• _AIM_
Copy out, word for word, the full text on how international students succeed at U.S. job searches.

• _DOCUMENT_
[start]
How International Students Succeed at U.S. Job Searches
Introverts have unexpected advantages in even the toughest job markets.
Posted Jun 24, 2020
I recently attended a webinar by Dan Beaudry, author of Power Ties: The International Student's Guide to Finding a Job in the United States. Baruch College of The City University of New York hosted it to benefit its student population, many of whom are from outside the United States. Beaudry, who used to head campus recruiting at Monster.com, offers international students provocative advice that includes: “Stop searching the Internet for job listings. Stop working on your resume. Stop writing cover letters. Stop studying so much!”
Having taught workshops and coached graduate business students over the years at Baruch and as a longtime adjunct instructor at New York University, I’m always interested in learning more to help the graduate students I work with navigate the U.S. job and internship markets. Throwing introversion into the mix, I asked Beaudry what strategies he recommends for international students who are introverts seeking professional opportunities in the United States.
NA: What are the most common misimpressions that international college and graduate students believe about getting a job or internship in the United States?
DB: There are two big misconceptions. One is that the best way to find a job is through applying online. The second is that qualifications—like good grades—will be enough to make the students stand out to employers. The reality is that lots of people apply online and have good qualifications, and standing out depends on being different.
[end]
• _DATA SHOWN_
[start]
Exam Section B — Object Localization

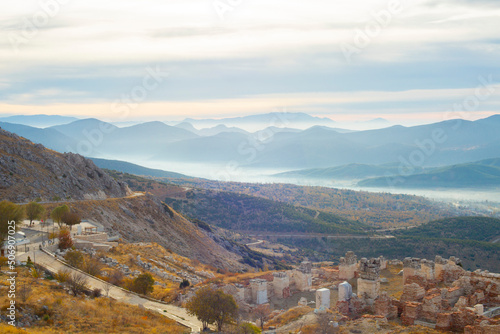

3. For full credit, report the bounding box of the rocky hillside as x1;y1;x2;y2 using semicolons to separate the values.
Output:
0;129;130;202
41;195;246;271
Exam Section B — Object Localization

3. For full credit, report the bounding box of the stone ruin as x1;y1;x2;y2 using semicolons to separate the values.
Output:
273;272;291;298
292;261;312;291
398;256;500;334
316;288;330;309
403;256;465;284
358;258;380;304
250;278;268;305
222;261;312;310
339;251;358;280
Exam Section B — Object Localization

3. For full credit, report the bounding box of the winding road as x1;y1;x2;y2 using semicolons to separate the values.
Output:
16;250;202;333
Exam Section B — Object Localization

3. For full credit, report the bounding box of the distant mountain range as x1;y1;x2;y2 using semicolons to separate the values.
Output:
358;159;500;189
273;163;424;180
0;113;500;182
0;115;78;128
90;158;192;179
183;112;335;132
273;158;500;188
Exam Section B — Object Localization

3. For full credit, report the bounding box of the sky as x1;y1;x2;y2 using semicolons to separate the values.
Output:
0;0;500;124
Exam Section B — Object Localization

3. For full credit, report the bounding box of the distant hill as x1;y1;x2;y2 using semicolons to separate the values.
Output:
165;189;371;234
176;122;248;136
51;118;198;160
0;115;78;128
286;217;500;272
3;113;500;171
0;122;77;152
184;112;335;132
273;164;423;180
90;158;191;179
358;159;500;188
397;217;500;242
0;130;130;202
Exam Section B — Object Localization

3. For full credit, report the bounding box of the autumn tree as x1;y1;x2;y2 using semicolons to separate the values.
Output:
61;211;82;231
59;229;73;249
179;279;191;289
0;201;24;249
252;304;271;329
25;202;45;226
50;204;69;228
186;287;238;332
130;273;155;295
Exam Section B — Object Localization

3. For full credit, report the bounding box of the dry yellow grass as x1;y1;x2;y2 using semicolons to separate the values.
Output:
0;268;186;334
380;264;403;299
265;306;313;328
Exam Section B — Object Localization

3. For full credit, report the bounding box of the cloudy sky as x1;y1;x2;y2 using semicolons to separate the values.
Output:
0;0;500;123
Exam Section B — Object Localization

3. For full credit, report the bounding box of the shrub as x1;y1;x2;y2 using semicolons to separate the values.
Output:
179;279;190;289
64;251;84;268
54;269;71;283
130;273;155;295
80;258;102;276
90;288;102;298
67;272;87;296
[end]
[start]
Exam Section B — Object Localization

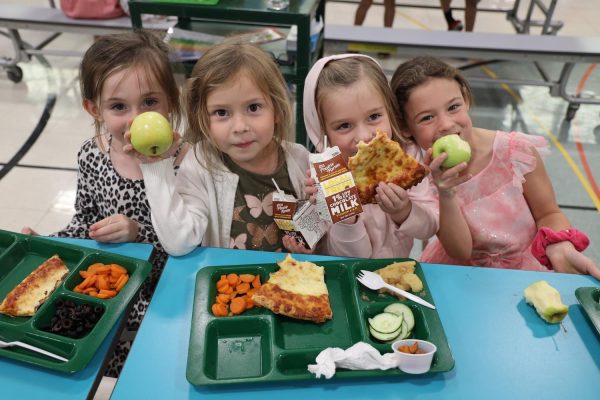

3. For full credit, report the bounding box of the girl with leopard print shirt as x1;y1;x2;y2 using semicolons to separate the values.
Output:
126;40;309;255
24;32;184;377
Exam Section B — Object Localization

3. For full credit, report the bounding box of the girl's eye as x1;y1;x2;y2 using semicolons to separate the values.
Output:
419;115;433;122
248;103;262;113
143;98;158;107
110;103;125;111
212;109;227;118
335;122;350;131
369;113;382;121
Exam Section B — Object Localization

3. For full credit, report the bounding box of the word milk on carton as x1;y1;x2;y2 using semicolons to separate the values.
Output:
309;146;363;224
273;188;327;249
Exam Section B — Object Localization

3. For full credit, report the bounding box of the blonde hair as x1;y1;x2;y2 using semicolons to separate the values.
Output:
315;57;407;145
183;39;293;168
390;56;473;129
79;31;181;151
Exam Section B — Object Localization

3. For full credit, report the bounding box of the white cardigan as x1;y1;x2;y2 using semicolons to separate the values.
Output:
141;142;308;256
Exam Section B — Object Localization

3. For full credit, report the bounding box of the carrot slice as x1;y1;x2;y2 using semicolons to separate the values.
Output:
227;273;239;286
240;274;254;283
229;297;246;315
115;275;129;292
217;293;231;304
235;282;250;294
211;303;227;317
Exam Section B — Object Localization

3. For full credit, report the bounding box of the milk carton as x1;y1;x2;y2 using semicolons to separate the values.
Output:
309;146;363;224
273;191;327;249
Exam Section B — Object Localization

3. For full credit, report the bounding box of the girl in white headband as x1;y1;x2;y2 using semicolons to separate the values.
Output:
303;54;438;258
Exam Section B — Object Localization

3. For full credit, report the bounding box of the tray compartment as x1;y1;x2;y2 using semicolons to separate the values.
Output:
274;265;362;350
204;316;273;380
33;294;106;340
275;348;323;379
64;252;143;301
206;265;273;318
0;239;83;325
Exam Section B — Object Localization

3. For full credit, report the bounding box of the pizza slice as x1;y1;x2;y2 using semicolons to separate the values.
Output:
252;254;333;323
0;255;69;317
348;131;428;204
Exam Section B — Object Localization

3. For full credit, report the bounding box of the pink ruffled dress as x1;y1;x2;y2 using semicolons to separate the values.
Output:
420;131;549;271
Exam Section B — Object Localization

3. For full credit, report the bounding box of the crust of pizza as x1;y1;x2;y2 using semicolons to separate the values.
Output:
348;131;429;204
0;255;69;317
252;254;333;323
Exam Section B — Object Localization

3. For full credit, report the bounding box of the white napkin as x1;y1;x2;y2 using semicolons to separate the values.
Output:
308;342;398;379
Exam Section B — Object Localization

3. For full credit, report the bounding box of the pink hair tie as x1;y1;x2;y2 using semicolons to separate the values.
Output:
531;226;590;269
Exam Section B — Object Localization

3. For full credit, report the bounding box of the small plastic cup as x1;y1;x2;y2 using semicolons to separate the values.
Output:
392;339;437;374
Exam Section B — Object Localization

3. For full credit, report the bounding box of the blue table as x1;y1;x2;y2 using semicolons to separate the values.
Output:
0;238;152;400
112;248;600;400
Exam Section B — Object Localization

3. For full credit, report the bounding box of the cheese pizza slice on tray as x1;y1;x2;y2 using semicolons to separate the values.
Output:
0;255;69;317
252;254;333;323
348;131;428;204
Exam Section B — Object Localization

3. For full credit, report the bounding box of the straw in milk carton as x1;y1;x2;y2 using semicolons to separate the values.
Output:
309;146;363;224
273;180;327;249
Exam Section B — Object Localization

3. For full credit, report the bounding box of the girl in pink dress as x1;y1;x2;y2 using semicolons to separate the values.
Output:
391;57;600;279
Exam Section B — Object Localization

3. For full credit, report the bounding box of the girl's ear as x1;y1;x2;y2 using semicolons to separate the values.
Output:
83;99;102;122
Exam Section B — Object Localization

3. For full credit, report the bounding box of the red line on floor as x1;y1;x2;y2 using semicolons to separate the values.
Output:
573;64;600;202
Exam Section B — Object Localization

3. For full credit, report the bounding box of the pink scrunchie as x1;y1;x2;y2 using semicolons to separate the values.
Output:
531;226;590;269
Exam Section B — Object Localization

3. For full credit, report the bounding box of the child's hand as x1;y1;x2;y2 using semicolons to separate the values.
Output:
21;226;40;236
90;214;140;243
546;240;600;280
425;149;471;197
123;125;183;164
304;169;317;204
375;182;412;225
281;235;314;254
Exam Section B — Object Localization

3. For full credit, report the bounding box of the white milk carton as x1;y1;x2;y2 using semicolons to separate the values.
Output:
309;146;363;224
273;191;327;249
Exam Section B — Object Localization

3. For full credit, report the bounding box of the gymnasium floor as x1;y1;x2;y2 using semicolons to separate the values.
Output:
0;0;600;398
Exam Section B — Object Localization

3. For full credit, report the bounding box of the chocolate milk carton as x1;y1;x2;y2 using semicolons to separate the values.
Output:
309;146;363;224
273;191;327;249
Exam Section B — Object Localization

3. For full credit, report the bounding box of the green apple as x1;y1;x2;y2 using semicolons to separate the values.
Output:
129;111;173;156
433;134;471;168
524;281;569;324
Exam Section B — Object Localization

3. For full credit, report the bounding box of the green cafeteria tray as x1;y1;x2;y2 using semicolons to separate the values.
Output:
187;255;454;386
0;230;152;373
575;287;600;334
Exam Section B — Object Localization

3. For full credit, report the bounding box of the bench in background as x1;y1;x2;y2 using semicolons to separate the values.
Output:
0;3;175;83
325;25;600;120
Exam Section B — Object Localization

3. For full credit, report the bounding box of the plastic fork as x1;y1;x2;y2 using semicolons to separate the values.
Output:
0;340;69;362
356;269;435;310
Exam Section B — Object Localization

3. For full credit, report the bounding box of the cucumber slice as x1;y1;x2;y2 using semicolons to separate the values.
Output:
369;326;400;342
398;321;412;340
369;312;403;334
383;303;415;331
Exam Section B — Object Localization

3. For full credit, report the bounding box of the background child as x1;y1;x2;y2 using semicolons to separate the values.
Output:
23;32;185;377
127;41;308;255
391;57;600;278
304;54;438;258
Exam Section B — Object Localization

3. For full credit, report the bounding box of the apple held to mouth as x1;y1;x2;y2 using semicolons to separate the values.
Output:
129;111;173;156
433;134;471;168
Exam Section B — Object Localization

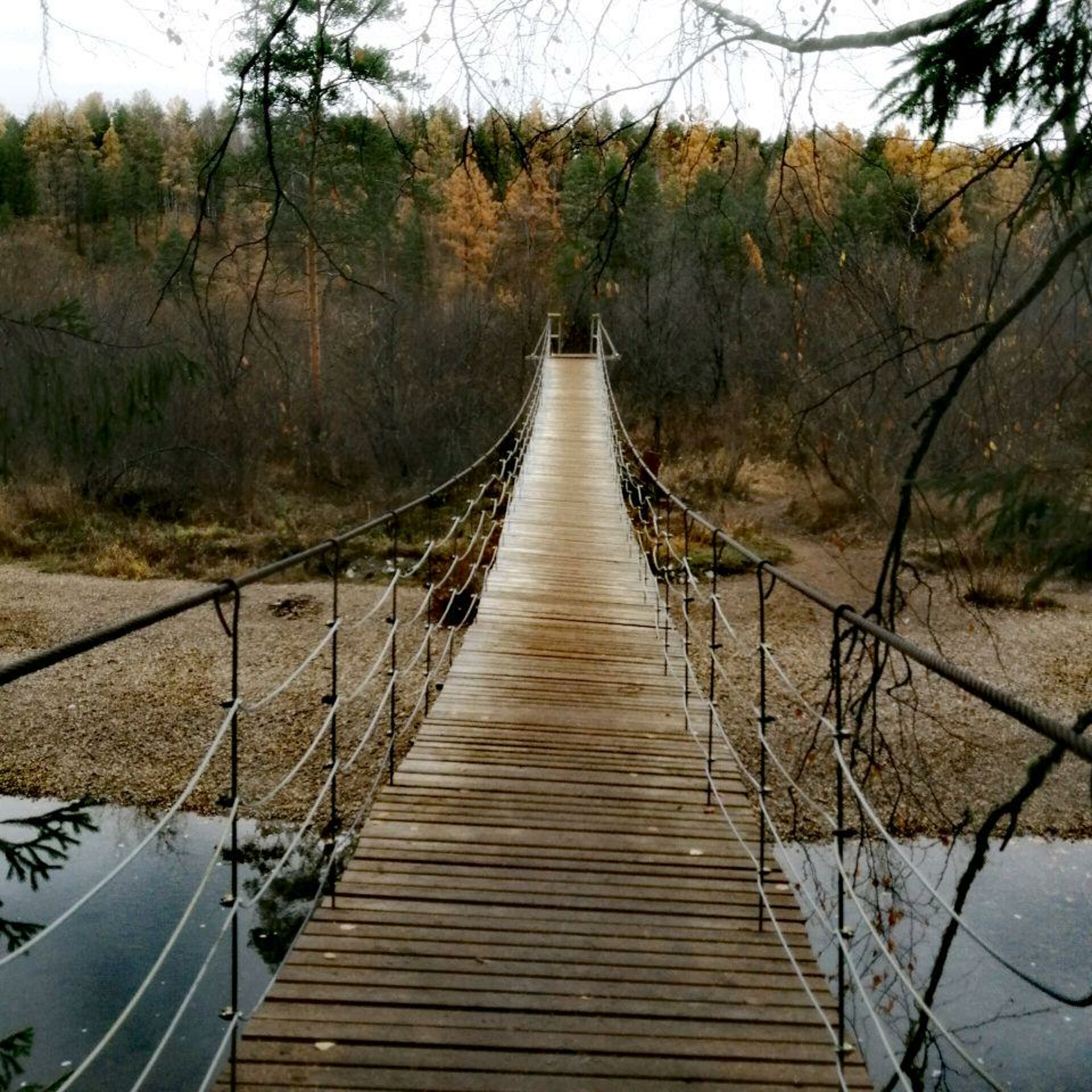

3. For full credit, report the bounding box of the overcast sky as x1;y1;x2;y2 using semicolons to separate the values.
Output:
[end]
• _RESPONSE TO THE EXERCISE_
How International Students Succeed at U.S. Job Searches
Introverts have unexpected advantages in even the toughest job markets.
Posted Jun 24, 2020
I recently attended a webinar by Dan Beaudry, author of Power Ties: The International Student's Guide to Finding a Job in the United States. Baruch College of The City University of New York hosted it to benefit its student population, many of whom are from outside the United States. Beaudry, who used to head campus recruiting at Monster.com, offers international students provocative advice that includes: “Stop searching the Internet for job listings. Stop working on your resume. Stop writing cover letters. Stop studying so much!”
Having taught workshops and coached graduate business students over the years at Baruch and as a longtime adjunct instructor at New York University, I’m always interested in learning more to help the graduate students I work with navigate the U.S. job and internship markets. Throwing introversion into the mix, I asked Beaudry what strategies he recommends for international students who are introverts seeking professional opportunities in the United States.
NA: What are the most common misimpressions that international college and graduate students believe about getting a job or internship in the United States?
DB: There are two big misconceptions. One is that the best way to find a job is through applying online. The second is that qualifications—like good grades—will be enough to make the students stand out to employers. The reality is that lots of people apply online and have good qualifications, and standing out depends on being different.